- Instrucción a -
Selecciona todas las líneas de los registros en las que aparezca la cadena "blossom".

En Travnik, en el centro de Bosnia, nació Ivo Andrić, que soñó en sus novelas con Yugoslavia, un país que albergaba distintas religiones, distintos pueblos, distintas lenguas. Cerca de allí, en Jaice, nació Tito, el hombre que lo hizo posible. Todavía ahora viven allí muchos nostálgicos de Yugoslavia. Hay un café Tito, hay una Asociación de Amigos de Tito que tiene miles de miembros, hay templos de varias religiones.
En Crónicas de Travnik, de Ivo Andrić, se nos cuenta cómo los visires turcos, cuando Travnik era la capital de Bosnia, recibían en el castillo con toda ceremonia y con toda opulencia a los cónsules de Austria y de Francia. Para ir al castillo hay que subir por calles empinadas y por escaleras y por la Torre del Reloj delgada entre los montes hasta llegar a un puente sobre aguas salvajes. En una pared se puede leer una pintada: “Jamás olvidaremos Srebrenica”. Pero más vale que olviden las atrocidades de unos y de otros si no quieren volver a las carnicerías de los años noventa, cuando se rompió la casa común por las feroces identidades. El castillo es muy grande, se dan en su interior paseos interminables, y desde los miradores se ve la ciudad clavada por minaretes en mitad de las montañas donde fabrican un queso exquisito.
Los mercaderes de Crónicas de Travnik charlaban sobre la indestructible Sublime Puerta en las cafeterías junto a los manantiales del Agua Azul. Todavía ahora hay terrazas bajo los sauces donde se escucha el rumor apasionado del agua. Los manantiales bellísimos bajan debajo de puentes combados, por distintos niveles, por cataratas azules, debajo de árboles muy ligeros, con rincones que parecen de estampas japonesas. Se puede tomar cerveza al lado de un viejo molino mientras se escuchan los rumores del agua tan fresca y nueva ahora como hace cientos de años. Se pueden ver las construcciones con arcos, algunos recintos abandonados, y sentir toda la nostalgia de los tiempos que han pasado y que son bellos porque son pasados. Se puede ver la desembocadura entusiasta del manantial en el río Lasva.

- Instrucción b -
Según la crónica sobre Travnik, ¿por qué más vale olvidar las atrocidades de unos y de otros? Responde en una a tres oraciones.

Registros sin procesar:
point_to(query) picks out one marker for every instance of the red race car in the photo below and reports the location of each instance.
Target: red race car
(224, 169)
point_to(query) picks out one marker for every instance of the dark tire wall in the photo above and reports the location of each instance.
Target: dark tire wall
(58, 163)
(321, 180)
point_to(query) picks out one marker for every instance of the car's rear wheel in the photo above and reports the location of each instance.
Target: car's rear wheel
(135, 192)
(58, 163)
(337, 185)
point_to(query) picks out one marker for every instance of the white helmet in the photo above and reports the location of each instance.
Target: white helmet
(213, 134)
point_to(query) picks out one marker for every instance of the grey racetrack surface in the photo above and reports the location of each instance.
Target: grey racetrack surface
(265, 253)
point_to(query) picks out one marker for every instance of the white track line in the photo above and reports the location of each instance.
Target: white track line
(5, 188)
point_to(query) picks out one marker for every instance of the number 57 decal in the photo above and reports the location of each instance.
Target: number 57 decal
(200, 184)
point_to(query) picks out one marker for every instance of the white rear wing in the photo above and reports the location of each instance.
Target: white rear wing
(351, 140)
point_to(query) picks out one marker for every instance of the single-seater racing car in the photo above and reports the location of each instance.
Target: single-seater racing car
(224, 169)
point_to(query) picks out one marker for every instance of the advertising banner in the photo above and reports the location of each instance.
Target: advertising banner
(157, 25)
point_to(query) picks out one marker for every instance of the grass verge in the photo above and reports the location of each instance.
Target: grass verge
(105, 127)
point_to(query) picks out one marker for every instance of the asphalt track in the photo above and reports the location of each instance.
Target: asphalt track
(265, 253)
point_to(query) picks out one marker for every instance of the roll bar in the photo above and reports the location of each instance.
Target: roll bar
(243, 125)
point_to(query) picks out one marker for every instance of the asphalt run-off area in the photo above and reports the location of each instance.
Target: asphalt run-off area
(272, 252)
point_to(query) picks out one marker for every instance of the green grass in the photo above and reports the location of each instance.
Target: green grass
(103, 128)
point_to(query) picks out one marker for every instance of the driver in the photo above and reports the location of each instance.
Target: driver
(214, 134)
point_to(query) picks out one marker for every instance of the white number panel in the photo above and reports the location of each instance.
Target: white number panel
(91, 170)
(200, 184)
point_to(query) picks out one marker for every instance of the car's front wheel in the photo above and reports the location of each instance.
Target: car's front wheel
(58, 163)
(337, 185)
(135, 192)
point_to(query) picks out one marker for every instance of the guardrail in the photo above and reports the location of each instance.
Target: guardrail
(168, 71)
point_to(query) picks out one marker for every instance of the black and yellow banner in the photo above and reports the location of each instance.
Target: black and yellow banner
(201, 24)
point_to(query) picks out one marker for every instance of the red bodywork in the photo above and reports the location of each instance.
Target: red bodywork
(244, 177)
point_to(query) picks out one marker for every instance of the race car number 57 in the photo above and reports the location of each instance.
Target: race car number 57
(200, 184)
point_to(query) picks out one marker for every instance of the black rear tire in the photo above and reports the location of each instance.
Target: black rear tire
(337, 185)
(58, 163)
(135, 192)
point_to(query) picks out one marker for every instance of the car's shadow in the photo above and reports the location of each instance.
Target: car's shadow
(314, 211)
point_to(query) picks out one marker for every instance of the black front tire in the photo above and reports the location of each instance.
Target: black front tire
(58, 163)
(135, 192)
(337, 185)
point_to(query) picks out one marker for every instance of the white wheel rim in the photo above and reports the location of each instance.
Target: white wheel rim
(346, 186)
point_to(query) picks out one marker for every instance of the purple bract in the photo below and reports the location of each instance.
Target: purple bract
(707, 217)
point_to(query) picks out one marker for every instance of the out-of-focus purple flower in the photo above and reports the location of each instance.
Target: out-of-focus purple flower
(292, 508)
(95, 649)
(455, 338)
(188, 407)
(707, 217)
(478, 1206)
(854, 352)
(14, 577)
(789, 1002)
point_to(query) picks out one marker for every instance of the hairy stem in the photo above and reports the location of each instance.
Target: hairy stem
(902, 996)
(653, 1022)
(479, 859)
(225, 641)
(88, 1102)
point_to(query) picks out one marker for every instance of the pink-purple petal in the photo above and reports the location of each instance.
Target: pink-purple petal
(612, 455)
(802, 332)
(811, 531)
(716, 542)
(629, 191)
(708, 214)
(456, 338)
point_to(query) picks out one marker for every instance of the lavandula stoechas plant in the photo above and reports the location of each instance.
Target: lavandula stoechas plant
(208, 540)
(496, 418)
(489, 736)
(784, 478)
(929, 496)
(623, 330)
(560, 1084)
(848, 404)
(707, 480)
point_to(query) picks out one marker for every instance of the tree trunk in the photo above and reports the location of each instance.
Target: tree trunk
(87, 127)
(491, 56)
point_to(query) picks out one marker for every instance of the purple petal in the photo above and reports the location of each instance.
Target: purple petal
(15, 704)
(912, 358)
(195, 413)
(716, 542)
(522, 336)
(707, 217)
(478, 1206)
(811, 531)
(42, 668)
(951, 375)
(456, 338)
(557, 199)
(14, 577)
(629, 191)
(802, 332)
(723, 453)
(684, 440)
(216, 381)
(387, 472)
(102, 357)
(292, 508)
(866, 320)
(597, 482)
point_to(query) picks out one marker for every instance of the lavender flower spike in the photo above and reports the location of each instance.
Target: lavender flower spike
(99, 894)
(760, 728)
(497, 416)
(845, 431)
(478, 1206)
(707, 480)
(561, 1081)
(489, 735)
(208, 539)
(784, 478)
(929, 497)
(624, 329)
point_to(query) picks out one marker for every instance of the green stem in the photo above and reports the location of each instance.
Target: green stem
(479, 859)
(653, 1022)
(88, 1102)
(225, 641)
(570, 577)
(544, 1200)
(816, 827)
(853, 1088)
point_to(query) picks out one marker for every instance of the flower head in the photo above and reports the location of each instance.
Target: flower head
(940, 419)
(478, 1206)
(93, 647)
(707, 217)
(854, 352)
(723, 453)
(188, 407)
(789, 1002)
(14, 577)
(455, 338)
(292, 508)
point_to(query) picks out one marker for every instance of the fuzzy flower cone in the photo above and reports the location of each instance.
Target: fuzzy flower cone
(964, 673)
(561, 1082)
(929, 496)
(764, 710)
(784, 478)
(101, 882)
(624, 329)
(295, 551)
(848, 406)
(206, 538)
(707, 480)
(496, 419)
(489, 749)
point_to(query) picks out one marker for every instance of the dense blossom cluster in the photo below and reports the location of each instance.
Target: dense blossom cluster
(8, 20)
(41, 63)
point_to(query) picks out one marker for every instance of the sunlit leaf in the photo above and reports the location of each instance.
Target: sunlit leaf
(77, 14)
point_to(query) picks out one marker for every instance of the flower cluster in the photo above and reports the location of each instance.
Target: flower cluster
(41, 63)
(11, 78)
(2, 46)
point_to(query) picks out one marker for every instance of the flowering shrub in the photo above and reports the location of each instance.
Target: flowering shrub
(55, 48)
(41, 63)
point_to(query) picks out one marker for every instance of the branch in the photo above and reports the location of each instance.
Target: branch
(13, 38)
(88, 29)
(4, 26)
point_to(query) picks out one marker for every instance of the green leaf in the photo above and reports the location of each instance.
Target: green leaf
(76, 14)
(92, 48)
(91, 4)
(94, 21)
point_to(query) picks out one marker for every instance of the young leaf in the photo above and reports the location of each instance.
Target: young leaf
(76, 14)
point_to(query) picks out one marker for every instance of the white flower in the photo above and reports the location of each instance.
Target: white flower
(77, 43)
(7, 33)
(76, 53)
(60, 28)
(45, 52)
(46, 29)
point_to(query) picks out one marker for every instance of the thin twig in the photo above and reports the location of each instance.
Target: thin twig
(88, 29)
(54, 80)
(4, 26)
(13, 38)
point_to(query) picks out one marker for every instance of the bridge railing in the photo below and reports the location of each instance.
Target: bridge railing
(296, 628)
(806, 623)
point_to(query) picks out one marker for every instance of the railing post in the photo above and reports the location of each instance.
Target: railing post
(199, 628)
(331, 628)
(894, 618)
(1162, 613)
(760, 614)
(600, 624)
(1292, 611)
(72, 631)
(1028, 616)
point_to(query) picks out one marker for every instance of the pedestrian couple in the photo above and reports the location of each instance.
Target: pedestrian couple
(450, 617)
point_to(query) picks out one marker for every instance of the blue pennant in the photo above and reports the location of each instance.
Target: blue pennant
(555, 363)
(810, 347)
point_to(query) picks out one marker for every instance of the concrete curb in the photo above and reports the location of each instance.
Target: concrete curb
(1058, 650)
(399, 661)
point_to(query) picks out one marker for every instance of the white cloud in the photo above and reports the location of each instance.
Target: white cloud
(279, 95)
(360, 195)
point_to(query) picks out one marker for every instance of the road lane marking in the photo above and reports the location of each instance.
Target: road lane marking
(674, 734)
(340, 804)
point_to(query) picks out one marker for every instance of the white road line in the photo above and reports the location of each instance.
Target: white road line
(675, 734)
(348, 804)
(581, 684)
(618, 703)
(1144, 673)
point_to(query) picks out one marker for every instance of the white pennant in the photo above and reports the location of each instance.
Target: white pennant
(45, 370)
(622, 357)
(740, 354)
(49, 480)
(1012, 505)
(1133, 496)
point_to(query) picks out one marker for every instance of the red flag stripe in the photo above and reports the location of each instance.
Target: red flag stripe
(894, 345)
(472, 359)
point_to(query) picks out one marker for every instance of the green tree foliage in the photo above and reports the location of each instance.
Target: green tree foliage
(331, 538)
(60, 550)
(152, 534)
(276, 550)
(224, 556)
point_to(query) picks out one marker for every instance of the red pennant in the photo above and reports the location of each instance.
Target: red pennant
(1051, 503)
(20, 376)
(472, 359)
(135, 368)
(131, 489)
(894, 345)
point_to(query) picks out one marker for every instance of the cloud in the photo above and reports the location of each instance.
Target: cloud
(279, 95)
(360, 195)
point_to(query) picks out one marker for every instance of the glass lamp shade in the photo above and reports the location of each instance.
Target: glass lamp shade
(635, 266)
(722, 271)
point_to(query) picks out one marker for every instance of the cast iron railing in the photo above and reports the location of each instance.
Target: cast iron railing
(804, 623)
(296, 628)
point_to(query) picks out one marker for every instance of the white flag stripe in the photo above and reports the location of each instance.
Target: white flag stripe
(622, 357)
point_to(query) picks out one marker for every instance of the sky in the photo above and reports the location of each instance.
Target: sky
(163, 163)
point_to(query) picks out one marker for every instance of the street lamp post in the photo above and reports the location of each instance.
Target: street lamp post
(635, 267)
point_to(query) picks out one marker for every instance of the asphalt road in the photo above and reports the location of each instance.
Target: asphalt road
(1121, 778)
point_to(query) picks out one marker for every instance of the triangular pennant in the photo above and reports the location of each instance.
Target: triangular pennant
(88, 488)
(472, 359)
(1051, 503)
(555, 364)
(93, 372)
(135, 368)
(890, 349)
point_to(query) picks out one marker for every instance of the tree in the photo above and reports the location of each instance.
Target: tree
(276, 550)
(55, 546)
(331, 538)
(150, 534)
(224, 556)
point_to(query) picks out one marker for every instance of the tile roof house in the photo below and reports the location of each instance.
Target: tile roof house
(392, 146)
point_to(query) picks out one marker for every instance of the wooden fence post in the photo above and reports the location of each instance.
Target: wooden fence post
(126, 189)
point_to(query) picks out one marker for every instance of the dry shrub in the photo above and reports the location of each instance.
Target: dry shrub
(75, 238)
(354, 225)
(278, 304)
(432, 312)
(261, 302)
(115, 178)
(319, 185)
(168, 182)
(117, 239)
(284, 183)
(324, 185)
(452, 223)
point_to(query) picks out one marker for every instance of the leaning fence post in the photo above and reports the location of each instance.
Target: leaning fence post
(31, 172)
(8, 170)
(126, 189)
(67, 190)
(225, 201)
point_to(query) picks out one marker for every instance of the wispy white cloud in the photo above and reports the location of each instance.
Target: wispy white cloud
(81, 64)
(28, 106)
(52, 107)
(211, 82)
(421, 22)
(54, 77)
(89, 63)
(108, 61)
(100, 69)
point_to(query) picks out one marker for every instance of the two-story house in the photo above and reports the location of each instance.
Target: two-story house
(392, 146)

- Respuesta escrita a -
point_to(query) picks out one marker for every instance of the dense blossom cluster in the photo below and reports the location of each instance.
Target: dense blossom cluster

- Respuesta escrita b -
Porque, si no las olvidan, podrían volver a las carnicerías de los años noventa, cuando la casa común se rompió por las feroces identidades.